→ What to do:
The records should be restated exactly from their first line through the line with "box: [235, 64, 275, 81]" in it.

┌──

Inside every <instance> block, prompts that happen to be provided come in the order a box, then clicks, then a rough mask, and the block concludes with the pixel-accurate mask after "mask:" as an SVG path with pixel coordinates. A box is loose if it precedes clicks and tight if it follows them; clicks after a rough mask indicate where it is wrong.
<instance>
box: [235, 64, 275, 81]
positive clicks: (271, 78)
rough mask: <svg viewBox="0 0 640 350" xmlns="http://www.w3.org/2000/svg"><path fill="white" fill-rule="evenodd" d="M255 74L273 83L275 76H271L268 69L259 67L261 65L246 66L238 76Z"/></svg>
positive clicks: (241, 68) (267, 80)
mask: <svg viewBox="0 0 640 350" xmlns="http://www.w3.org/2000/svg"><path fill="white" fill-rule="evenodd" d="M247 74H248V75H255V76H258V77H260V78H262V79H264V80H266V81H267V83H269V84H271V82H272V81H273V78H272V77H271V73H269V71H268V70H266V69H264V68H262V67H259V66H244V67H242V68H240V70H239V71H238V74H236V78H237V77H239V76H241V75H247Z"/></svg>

└──

→ Output of the exercise:
Inside every <instance> block, prompts that happen to be provided come in the order a box, then clicks, then a rough mask, and the block concludes with the pixel-accurate mask after "mask:" as an SVG path with pixel coordinates. A box is loose if it precedes clicks and tight if it follows them; clicks after a rough mask indicate where it is wrong.
<instance>
box: [235, 64, 275, 81]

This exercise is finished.